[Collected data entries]
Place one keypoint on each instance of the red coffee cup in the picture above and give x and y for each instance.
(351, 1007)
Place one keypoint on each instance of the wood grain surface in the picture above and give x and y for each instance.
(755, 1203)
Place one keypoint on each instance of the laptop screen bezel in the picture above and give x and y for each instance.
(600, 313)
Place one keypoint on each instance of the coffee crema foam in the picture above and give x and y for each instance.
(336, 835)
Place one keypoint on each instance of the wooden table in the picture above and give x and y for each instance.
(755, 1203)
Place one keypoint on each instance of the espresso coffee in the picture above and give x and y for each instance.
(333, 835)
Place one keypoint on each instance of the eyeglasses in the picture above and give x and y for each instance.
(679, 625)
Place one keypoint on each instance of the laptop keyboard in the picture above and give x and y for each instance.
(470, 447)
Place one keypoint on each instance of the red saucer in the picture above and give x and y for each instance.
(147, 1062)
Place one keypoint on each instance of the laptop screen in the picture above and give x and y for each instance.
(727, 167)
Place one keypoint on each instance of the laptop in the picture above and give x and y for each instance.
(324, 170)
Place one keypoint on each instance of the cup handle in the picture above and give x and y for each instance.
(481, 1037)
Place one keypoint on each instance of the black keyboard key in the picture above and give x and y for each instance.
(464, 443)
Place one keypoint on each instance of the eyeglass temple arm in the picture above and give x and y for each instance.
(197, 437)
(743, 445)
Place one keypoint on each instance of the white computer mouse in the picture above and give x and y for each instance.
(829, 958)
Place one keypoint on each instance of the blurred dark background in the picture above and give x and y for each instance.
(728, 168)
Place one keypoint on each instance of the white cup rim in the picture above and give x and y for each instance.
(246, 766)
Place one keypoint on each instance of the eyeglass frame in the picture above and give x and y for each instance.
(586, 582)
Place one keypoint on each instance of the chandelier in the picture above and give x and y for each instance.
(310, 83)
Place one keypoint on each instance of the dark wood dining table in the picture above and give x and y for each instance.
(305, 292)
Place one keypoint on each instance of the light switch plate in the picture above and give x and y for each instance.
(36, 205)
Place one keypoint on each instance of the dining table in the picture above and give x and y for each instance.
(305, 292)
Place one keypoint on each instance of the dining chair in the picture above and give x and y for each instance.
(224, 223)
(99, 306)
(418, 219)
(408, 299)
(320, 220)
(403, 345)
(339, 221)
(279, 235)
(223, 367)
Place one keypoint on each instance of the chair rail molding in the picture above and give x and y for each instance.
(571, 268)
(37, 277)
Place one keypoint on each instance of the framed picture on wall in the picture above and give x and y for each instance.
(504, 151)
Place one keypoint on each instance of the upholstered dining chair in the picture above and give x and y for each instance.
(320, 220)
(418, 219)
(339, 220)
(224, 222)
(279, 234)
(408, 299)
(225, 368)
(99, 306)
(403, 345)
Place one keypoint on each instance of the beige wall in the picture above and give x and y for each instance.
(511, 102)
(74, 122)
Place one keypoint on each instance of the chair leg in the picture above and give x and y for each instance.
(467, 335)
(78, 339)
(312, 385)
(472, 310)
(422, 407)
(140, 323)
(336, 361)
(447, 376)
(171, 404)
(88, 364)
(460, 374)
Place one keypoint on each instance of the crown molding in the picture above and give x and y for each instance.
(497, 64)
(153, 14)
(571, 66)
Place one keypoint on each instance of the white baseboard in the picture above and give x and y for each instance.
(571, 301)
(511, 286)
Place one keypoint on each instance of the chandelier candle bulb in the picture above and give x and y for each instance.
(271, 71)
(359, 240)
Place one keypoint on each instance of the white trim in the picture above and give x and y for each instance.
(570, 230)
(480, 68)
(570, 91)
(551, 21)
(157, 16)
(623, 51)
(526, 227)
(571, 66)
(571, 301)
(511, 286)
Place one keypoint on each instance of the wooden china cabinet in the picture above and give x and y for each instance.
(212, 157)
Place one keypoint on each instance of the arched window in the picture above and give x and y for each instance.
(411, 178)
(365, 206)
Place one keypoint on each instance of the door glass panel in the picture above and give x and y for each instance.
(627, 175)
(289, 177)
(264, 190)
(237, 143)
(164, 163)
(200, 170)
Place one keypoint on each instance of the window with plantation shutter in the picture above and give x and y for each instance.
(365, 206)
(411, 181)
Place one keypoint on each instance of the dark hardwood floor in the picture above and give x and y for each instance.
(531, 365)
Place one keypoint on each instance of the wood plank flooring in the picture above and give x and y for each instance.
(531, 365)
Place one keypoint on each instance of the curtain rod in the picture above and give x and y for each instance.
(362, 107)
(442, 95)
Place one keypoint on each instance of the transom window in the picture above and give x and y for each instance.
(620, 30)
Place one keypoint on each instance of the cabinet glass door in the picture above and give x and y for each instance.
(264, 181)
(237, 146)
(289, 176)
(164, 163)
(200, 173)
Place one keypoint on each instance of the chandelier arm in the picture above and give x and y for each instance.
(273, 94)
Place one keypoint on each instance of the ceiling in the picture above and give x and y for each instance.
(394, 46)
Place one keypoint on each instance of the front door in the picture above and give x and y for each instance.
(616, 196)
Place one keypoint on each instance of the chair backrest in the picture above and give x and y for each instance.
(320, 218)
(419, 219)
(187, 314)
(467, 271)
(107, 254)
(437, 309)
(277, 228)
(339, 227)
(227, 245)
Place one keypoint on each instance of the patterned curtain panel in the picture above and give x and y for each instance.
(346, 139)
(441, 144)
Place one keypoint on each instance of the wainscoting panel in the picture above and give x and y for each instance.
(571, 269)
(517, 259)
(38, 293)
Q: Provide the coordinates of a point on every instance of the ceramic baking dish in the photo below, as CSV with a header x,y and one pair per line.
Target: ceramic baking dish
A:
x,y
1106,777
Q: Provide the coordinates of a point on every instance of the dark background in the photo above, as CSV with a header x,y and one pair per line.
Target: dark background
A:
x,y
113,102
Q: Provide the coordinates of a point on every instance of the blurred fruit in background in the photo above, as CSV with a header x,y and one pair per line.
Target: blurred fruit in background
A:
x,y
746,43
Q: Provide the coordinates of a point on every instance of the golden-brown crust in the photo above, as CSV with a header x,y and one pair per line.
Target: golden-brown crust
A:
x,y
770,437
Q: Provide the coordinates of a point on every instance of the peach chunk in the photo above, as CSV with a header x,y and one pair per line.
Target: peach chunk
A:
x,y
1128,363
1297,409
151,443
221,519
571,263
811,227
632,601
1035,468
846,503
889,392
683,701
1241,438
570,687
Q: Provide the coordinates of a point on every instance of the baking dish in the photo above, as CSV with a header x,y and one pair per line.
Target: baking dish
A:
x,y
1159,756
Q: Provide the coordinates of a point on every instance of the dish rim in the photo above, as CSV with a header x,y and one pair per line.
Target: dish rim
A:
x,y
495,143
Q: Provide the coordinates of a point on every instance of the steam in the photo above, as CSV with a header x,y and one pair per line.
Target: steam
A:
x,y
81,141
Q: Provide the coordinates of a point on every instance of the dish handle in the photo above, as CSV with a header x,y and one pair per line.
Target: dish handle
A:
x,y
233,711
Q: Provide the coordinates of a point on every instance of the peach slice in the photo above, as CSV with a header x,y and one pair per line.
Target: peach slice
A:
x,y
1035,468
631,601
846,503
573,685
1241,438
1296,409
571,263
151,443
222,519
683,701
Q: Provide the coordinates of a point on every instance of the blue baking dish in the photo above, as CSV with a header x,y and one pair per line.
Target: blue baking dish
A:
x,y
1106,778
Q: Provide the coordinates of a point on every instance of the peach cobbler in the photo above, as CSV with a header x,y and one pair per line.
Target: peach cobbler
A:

▶ [Challenge]
Reproduce every line of the records above verbatim, keeping the original order, wording, and punctuation.

▶ [Result for this exercise]
Place one keypoint on each instance of the red coffee cup in the picture above and give x and y for each instance.
(351, 1007)
Place one keypoint on each instance of the wood grain surface in the picture above and give x and y for each instance.
(755, 1203)
Place one keypoint on each instance of the laptop screen bezel in the picture above and give x and y for each instance.
(600, 313)
Place one keypoint on each instance of the coffee crema foam in the picture above and give x and y for each instance.
(336, 835)
Place one keypoint on each instance of the wooden table in the picture above and give x and y for each instance.
(755, 1203)
Place one keypoint on each instance of the espresso coffee in the picture above and give x and y for each instance.
(333, 835)
Place one keypoint on each instance of the eyeglasses in the picture above and give x and y for each instance.
(679, 625)
Place one keypoint on each instance of the laptop keyboard in the picture above and give x and y for each instance.
(470, 447)
Place one keypoint on each instance of the red saucer in the picture above and give x and y for each instance.
(147, 1062)
Place one keypoint on each instance of the laptop screen in the picture above and give x and y for each instance.
(727, 167)
Place one keypoint on each instance of the laptop in the picture above and give x and y for each instance.
(324, 170)
Place one keypoint on each instance of the cup handle in the picture above and give x and y for each instance.
(481, 1037)
Place one keypoint on each instance of the black keyboard key in the picture above and give x and y for each instance.
(464, 443)
Place one keypoint on each instance of the eyeglass temple arm in the picture above and give x and y for each instance.
(197, 437)
(743, 445)
Place one keypoint on each instance of the white computer mouse in the picture above and give x and y for each instance.
(829, 958)
Place one keypoint on each instance of the blurred dark background in the picture above and give x and y for each instance.
(728, 168)
Place one keypoint on each instance of the white cup rim in the picture above and give x and y for each instance.
(246, 766)
Place one keypoint on each instance of the eyeglass frame in the picture above and give x and y for each instance.
(586, 582)
Place one keypoint on each instance of the chandelier in the picture above and give x and y for each instance.
(310, 83)
Place one keypoint on each instance of the dark wood dining table in the picture above and give x and y for each instance.
(305, 292)
Place one keypoint on each instance of the light switch plate in the picture above and give x and y for each instance.
(36, 205)
Place one keypoint on each instance of the dining table in the picture above and give x and y for each instance.
(305, 292)
Place one keypoint on each instance of the dining chair in the picture above and give x and y for each instance.
(224, 223)
(99, 306)
(418, 219)
(408, 299)
(320, 220)
(403, 345)
(339, 221)
(279, 235)
(223, 367)
Place one keypoint on each instance of the chair rail molding in the picture above and give x and y for each instance.
(571, 268)
(37, 277)
Place one keypoint on each instance of the framed picture on wall in the picture above and give x and y for each instance.
(504, 151)
Place one keypoint on each instance of the upholstered dining chair in the picture above and give x and y for each instance.
(320, 220)
(418, 219)
(339, 220)
(224, 222)
(279, 234)
(408, 299)
(225, 368)
(99, 306)
(403, 345)
Place one keypoint on each instance of the beige wall in the picture above and give x and y for each instance.
(511, 102)
(74, 122)
Place one keypoint on each instance of the chair leg in the picture above and give x and y for each instance.
(467, 335)
(78, 339)
(312, 385)
(472, 310)
(422, 407)
(140, 323)
(336, 361)
(447, 376)
(171, 404)
(88, 364)
(460, 374)
Place one keypoint on each instance of the crown molding in the picture above and give x and y for each instance.
(497, 64)
(153, 14)
(571, 66)
Place one keypoint on each instance of the white baseboard in the picture above and give x and y for each instance.
(571, 301)
(511, 286)
Place one keypoint on each instance of the chandelier candle bulb in the picture above and give x and y for each instance.
(271, 71)
(359, 240)
Place one keypoint on each instance of the white trim in the picture above and give x and y for each instance.
(570, 230)
(480, 68)
(570, 91)
(551, 21)
(157, 16)
(623, 51)
(526, 227)
(571, 66)
(571, 301)
(511, 286)
Place one keypoint on each instance of the wooden china cabinet in the picture above and give x and y for each instance.
(212, 157)
Place one keypoint on each instance of the arched window in the picture above and give x and y for each instance.
(411, 178)
(365, 206)
Place one keypoint on each instance of the door glass panel in the picture above and give x and y for each instance.
(627, 175)
(289, 177)
(264, 190)
(237, 143)
(164, 163)
(200, 170)
Place one keypoint on each instance of the window with plantation shutter in the picture above and give x and y for each instance.
(365, 206)
(411, 181)
Place one keypoint on each instance of the dark hardwood floor in the picture above and give x and y for each instance.
(531, 365)
Place one keypoint on each instance of the wood plank flooring in the picture above and give x and y for each instance.
(531, 365)
Place one keypoint on each instance of the curtain rod in the picture above and give x and y for each instance.
(362, 107)
(442, 95)
Place one keypoint on each instance of the transom window in the picture above and give x and y for each instance.
(620, 30)
Place one keypoint on each instance of the cabinet glass door in the picture above and give x and y for each instance.
(264, 181)
(237, 146)
(289, 176)
(164, 163)
(200, 173)
Place one keypoint on each instance of the chandelier arm in the picture above and give x and y for each instance.
(273, 94)
Place one keypoint on each instance of the ceiling in the picture above and give x and y for each instance.
(394, 46)
Place one keypoint on each instance of the front door in the picture above and give x and y for each instance.
(616, 196)
Place one keypoint on each instance of the chair backrest in the picture above and give x and y for each instance.
(320, 218)
(419, 219)
(187, 314)
(467, 271)
(107, 254)
(437, 309)
(277, 228)
(339, 227)
(227, 245)
Place one keypoint on each instance of the patterned curtain panel in the picture above and give x and y for each instance.
(346, 139)
(441, 144)
Place one keypoint on each instance of the wainscoting panel in the picture above and give x and y for each instance.
(571, 269)
(517, 259)
(38, 293)
Q: Provide the coordinates of a point on every instance of the ceramic baking dish in the photo below, as CSV with a header x,y and one pair per line.
Target: ceramic baking dish
A:
x,y
1106,777
Q: Provide the coordinates of a point on every instance of the dark background in the photo above, as CSV with a header x,y and one pair per line.
Target: dark background
A:
x,y
113,102
Q: Provide the coordinates of a point on every instance of the blurred fruit in background in the photo above, as CSV with a header x,y and one pair per line.
Target: blurred fruit in background
A:
x,y
746,43
Q: Provide the coordinates of a point on every instance of the golden-brown crust in the photo above, as CSV with a header x,y and one pair per line.
Target: golden-brown crust
A:
x,y
770,437
Q: Provide the coordinates of a point on every instance of the peach chunk in the photo above, as CSV with a header x,y and one pair per line.
Target: peach chunk
A:
x,y
1128,363
1297,409
151,443
221,519
571,263
811,227
632,601
1035,468
846,503
889,392
683,701
1241,438
570,687
Q: Provide the coordinates of a point on every instance of the baking dish in the photo above, as CSV with a header x,y and one pair per line.
Target: baking dish
A:
x,y
1159,756
Q: Provide the coordinates of a point on every instance of the dish rim in the photo above, as CSV with a header x,y and one pair per line.
Target: dish rim
A:
x,y
495,143
Q: Provide the coordinates of a point on every instance of the steam in the photo above, as CSV with a header x,y and one pair per line.
Target: steam
A:
x,y
81,141
Q: Provide the coordinates of a point on every instance of the dish handle in the photo above, as CSV with a header x,y and one pair per line.
Target: dish handle
A:
x,y
233,711
Q: Provide the coordinates of a point on every instance of the peach slice in the photo above, as CSV with a header x,y and one pair per line.
Target: peach slice
A:
x,y
1035,468
631,601
846,503
573,685
1241,438
1296,409
571,263
151,443
222,519
683,701
Q: Provide the coordinates of a point on every instance of the blue baking dish in the photo above, as CSV with a header x,y and one pair per line.
Target: blue baking dish
A:
x,y
1106,778
Q: Provide the coordinates of a point on every instance of the peach cobbler in the photo above, as CSV with a header x,y and one pair per line.
Target: peach cobbler
A:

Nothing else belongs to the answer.